--- start Dataset entries ---

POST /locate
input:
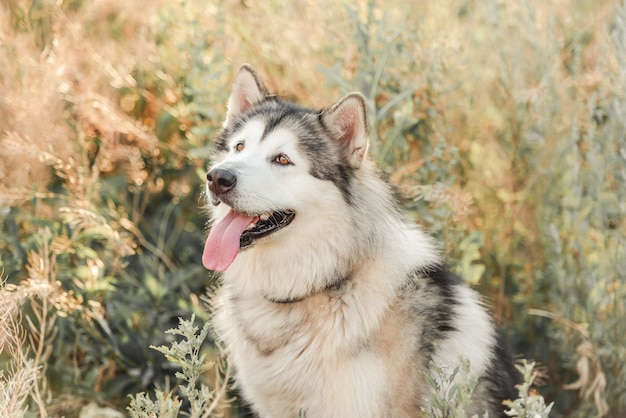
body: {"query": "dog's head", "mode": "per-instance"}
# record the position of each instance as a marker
(278, 165)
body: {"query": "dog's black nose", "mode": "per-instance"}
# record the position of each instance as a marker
(221, 181)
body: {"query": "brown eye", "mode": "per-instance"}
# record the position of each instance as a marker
(282, 159)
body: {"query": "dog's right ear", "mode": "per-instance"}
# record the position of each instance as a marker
(248, 90)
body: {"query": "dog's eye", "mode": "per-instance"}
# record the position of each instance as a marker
(282, 159)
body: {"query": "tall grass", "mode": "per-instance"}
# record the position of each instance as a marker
(500, 123)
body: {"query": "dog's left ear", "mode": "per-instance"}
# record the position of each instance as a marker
(347, 122)
(248, 90)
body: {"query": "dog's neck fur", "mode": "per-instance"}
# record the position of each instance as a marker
(330, 288)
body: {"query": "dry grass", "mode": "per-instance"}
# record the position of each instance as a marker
(97, 91)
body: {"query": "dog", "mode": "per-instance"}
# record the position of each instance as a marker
(332, 302)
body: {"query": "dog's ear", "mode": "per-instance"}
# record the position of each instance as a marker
(248, 90)
(347, 123)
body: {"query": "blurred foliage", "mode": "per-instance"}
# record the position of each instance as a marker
(500, 123)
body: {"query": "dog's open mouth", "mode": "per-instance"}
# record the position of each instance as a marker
(238, 231)
(265, 225)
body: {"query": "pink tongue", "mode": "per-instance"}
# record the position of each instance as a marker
(222, 244)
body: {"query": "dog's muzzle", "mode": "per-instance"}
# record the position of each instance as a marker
(221, 181)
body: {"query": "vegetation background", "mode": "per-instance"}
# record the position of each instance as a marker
(501, 123)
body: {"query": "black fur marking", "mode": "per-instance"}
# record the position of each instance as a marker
(501, 376)
(435, 287)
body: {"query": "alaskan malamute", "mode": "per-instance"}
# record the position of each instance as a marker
(333, 303)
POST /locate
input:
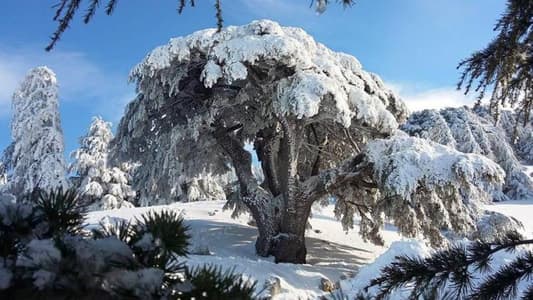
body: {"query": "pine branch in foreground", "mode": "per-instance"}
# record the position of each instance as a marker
(65, 12)
(449, 273)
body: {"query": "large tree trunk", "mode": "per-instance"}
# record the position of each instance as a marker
(282, 205)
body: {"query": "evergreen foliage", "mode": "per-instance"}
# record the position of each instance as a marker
(506, 64)
(474, 131)
(449, 273)
(211, 282)
(45, 251)
(66, 10)
(314, 117)
(36, 155)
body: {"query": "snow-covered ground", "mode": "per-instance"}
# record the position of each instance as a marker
(332, 253)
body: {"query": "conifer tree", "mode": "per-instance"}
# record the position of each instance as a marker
(315, 119)
(100, 185)
(37, 154)
(450, 273)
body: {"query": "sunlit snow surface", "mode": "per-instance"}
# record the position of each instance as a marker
(331, 251)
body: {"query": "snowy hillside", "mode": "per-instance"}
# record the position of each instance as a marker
(333, 253)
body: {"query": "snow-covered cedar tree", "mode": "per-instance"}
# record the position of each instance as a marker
(520, 137)
(474, 132)
(309, 112)
(101, 185)
(37, 158)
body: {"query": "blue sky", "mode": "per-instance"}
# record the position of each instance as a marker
(414, 45)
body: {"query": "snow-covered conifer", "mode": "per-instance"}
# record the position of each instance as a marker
(308, 112)
(37, 157)
(471, 131)
(100, 185)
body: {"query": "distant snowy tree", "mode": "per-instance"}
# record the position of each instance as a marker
(520, 137)
(309, 112)
(101, 185)
(474, 132)
(37, 157)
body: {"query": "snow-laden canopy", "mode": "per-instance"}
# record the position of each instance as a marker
(308, 112)
(100, 185)
(37, 157)
(253, 75)
(473, 131)
(312, 72)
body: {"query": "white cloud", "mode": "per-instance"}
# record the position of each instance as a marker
(434, 98)
(79, 78)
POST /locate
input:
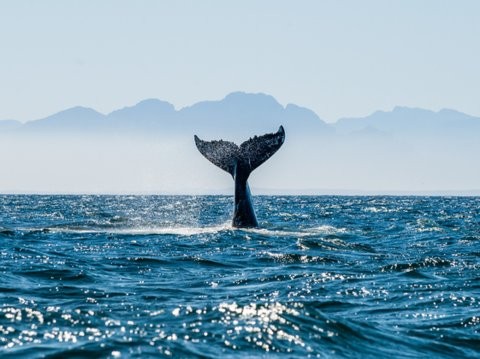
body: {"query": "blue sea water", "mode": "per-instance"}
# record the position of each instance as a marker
(153, 276)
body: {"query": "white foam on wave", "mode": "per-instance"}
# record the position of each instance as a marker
(179, 231)
(193, 231)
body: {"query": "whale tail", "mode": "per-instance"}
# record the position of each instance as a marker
(248, 156)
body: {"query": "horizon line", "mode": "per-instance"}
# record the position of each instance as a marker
(244, 93)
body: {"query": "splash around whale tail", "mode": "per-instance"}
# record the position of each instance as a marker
(249, 155)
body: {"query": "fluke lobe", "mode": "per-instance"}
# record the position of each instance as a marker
(240, 161)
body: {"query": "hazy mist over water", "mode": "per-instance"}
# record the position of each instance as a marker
(149, 148)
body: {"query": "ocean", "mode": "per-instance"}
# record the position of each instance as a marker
(167, 276)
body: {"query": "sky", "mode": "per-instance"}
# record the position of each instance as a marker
(338, 58)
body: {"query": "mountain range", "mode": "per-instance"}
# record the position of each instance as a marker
(149, 148)
(242, 114)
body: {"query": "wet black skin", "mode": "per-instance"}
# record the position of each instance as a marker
(244, 214)
(240, 161)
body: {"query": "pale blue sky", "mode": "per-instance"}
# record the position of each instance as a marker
(339, 58)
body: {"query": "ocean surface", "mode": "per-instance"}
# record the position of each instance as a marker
(153, 276)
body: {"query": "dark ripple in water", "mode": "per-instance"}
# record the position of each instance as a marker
(134, 276)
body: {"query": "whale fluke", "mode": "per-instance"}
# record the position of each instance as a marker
(240, 161)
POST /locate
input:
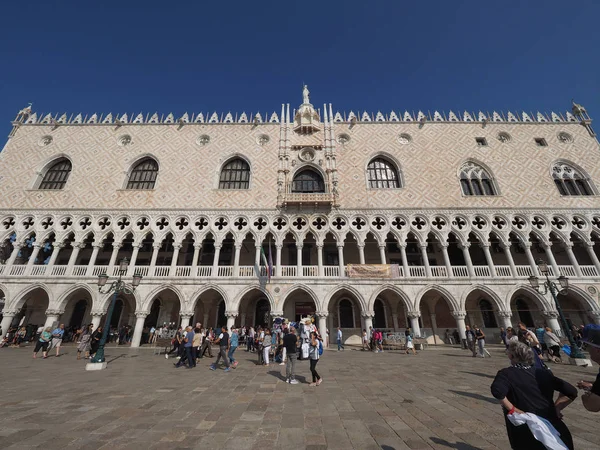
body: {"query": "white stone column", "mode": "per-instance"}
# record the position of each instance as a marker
(468, 261)
(52, 318)
(341, 259)
(460, 324)
(414, 322)
(382, 254)
(7, 317)
(444, 247)
(278, 269)
(404, 260)
(506, 318)
(93, 258)
(139, 328)
(215, 269)
(488, 258)
(361, 253)
(572, 258)
(320, 260)
(511, 261)
(530, 260)
(231, 315)
(589, 246)
(425, 259)
(548, 249)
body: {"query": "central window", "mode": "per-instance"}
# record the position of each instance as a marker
(308, 181)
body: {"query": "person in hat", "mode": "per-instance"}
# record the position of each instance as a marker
(591, 343)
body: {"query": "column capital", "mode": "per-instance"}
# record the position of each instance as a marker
(414, 314)
(459, 314)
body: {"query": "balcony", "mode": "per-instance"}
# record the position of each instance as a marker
(283, 272)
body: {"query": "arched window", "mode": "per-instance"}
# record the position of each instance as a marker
(570, 181)
(474, 180)
(57, 175)
(487, 313)
(382, 174)
(308, 181)
(143, 175)
(235, 175)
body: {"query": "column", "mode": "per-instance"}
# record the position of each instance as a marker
(7, 317)
(16, 249)
(444, 247)
(361, 253)
(551, 260)
(299, 259)
(320, 260)
(52, 318)
(215, 269)
(185, 319)
(278, 270)
(382, 254)
(96, 318)
(511, 261)
(506, 318)
(322, 315)
(92, 263)
(139, 328)
(572, 258)
(467, 256)
(57, 247)
(231, 315)
(341, 259)
(460, 324)
(530, 260)
(552, 320)
(425, 259)
(590, 249)
(404, 260)
(36, 250)
(488, 258)
(414, 322)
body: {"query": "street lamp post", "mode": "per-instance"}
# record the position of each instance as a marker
(118, 287)
(554, 290)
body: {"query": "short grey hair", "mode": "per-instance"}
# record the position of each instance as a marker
(520, 353)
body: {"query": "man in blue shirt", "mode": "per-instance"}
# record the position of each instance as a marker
(57, 336)
(187, 340)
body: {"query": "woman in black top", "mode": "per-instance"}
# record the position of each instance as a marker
(523, 388)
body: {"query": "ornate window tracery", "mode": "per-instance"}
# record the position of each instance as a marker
(474, 180)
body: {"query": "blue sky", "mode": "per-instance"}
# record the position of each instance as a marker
(146, 56)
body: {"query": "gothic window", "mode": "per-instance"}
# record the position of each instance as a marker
(57, 175)
(382, 174)
(570, 181)
(487, 314)
(143, 175)
(235, 175)
(308, 181)
(475, 180)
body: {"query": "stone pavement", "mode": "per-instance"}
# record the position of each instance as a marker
(438, 399)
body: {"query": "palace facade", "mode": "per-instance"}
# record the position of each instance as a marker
(390, 220)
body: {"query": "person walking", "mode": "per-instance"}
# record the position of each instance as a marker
(233, 345)
(314, 354)
(42, 343)
(290, 343)
(223, 341)
(57, 337)
(339, 340)
(523, 388)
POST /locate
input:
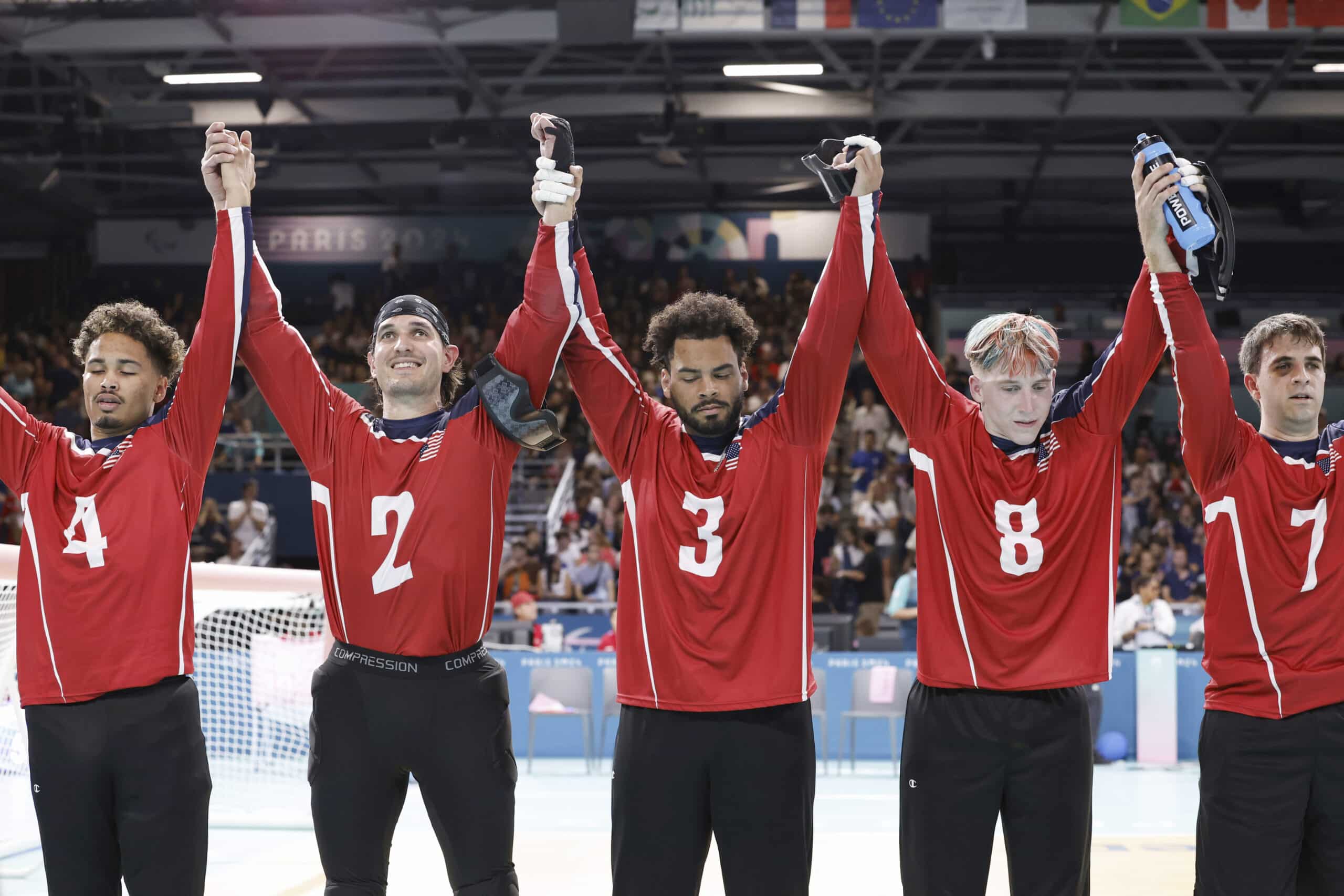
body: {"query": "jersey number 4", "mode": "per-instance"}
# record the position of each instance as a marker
(94, 543)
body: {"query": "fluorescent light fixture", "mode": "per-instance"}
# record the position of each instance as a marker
(786, 88)
(214, 78)
(772, 70)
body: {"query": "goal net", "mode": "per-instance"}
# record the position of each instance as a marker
(260, 635)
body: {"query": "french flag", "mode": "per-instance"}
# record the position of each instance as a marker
(805, 15)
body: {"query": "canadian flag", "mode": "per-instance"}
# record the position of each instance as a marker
(1319, 14)
(1247, 15)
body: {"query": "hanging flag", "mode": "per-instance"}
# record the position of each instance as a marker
(811, 14)
(898, 14)
(984, 15)
(1320, 14)
(1247, 15)
(722, 15)
(1159, 14)
(656, 15)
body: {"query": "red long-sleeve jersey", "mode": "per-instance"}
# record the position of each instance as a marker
(409, 515)
(105, 565)
(717, 555)
(1275, 561)
(1016, 551)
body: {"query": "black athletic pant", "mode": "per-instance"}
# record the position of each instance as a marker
(749, 777)
(1270, 805)
(378, 718)
(121, 787)
(970, 757)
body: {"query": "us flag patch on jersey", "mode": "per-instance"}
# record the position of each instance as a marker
(730, 457)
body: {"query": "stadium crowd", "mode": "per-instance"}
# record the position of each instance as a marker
(865, 542)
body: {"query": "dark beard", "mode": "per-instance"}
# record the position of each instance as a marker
(716, 430)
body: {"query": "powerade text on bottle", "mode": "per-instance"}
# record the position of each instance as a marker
(1193, 226)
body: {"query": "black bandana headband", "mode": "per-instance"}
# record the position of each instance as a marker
(418, 307)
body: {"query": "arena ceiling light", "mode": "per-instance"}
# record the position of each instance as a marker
(214, 78)
(773, 70)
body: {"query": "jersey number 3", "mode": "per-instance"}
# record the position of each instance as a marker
(713, 510)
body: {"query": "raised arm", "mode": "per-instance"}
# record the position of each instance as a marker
(1213, 437)
(906, 371)
(19, 440)
(538, 328)
(615, 404)
(811, 394)
(307, 405)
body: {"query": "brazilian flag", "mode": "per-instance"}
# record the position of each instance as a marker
(1159, 14)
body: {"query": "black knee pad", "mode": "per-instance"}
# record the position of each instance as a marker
(503, 884)
(335, 888)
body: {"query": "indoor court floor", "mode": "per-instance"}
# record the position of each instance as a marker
(1144, 839)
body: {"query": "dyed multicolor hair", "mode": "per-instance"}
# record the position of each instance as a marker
(1010, 343)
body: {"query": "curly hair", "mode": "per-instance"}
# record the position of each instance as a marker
(140, 323)
(699, 316)
(448, 388)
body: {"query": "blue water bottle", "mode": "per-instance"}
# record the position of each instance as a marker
(1186, 214)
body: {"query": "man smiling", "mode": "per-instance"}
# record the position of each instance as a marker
(1269, 746)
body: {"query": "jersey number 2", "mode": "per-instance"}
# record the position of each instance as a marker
(392, 575)
(713, 510)
(94, 542)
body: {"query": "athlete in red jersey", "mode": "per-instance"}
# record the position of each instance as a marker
(716, 638)
(1018, 507)
(1270, 745)
(105, 625)
(409, 515)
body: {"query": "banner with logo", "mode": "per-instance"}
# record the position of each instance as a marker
(722, 15)
(658, 15)
(368, 239)
(984, 15)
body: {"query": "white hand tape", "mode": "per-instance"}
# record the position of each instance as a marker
(557, 176)
(867, 143)
(548, 196)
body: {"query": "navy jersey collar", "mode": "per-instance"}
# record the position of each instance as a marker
(1011, 448)
(714, 444)
(1304, 450)
(414, 426)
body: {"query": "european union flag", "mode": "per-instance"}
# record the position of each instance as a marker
(898, 14)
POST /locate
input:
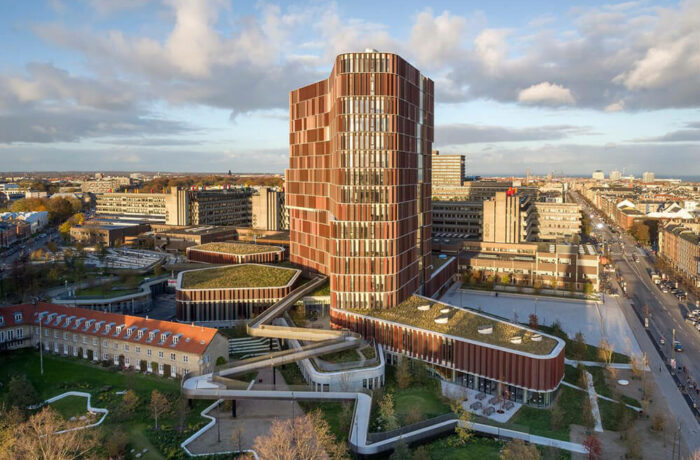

--- end Dataset entries ---

Collect every line of the rows that contains the word "window", and note that case counts.

body: {"query": "central window", "mode": "per-instance"}
body: {"query": "arched window", "mode": "per-instance"}
body: {"query": "ornate window tracery", "mode": "per-instance"}
body: {"query": "gothic window", "mode": "per-instance"}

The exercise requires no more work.